Why aerospace education?
Actually, there are a couple of reasons. The first is because aerospace topics are vitally important. In order for the United States to remain a global leader, it is imperative that bright young minds are both encouraged and equipped to pursue careers in STEM disciplines. The exploration of space coupled with continued innovation in the field of aviation captures the imagination of students and encourages them to explore the fields of science, technology, engineering and mathematics. I am passionate about igniting my student’s curiosity, creativity, and imagination and providing innovative opportunities for them to study these fields in a challenging and realistic manner. Aerospace topics provide both the inspiration and platform for this type of discovery and learning.

The second reason is because as much as I love teaching and education, I am equally passionate about aviation and aerospace topics; I take a personal interest in these fields and have earned my commercial pilot’s license with an instrument rating, as well as a ground instructor certificate. Oftentimes, I travel to Kennedy Space Center to view shuttle launches or to Johnson Space Center to participate in the yearly Space Exploration Educator Conference; I even enjoy NASA TV, but I don’t admit that too often? Because I am personally invested and passionate about aerospace and aviation topics, it allows me to bring my excitement, motivation, current knowledge, and real world experiences to my students.

What is something that we would not know about you from reading the nomination package?
One thing you probably wouldn’t know from reading the nomination packet is that I really love the outdoors, adventure sports, and traveling. Whether it is scuba diving, hiking, climbing, backpacking, or mountain biking, I love being outdoors. I also love traveling to and exploring new places for pleasure, research, or humanitarian aid. I have had the opportunity to backpack across Europe, work with orphans in Russia, help with construction tasks in both Mexico and Guatemala, teach children in a gypsy village in Romania, and conduct scientific research in Belize and Devon Island (north of the Arctic Circle).

————————

== PARTS OF THE EXERCISE ==
(a) Say whether each statement agrees with the text on aerospace education, answering yes or no and quoting the deciding words: (i) The writer holds a commercial pilot's license with an instrument rating. (ii) The writer travels to Johnson Space Center to view shuttle launches. (iii) The writer has conducted scientific research in Belize.
(b) Carry on the text on aerospace education from its final sentence.
The data after this point isn't needed.

== SUPPLIED MATERIAL ==
————————

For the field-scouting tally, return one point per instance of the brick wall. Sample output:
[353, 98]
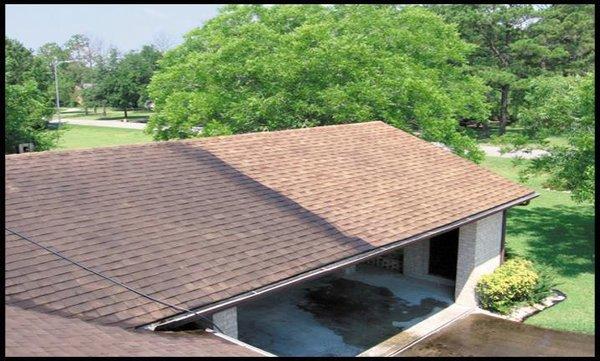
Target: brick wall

————————

== EXPECTED RESPONSES ==
(a)
(i) Yes: "have earned my commercial pilot’s license with an instrument rating"
(ii) No: "I travel to Kennedy Space Center to view shuttle launches or to Johnson Space Center to participate in the yearly Space Exploration Educator Conference"
(iii) Yes: "conduct scientific research in Belize and Devon Island (north of the Arctic Circle)"

(b)
What is the best piece of advice you would give someone when working with students?
Don’t underestimate what students are capable of achieving. Set the bar high, believe in your students, and work really hard to help them believe in themselves as you equip them to achieve the success and excellence you expect of them.

Penny Leon Glackman


Glackman

When did you decide that you wanted to become an educator?
I think it was always part of me,’ being a ‘teacher’, but I really fell into teaching because a friend of mine needed an assistant. My own children were in pre-school, and I had the time and inclination to work with her. From there I was in a small private parochial school and then on to a public school where I have worked for 20 years. At Merion Elementary School I felt I found my true calling as I evolved into an educator who found great passion in her work.

What makes you excited about working with your students?
Watching students grow and develop into lifelong learners with an enthusiasm for learning, knowing, understanding, and imagining are all parts of what excite me about working with children.

What are the greatest challenges that you face as you inspire your students?
I think the greatest challenges in today’s world involve keeping children engaged in the learning process, keeping up with technology, and helping students to stay focused in a world filled with a wealth of stimuli including a plethora of distractions.

Can you tell us about a time when you knew that your teaching had made a difference with a student or their family?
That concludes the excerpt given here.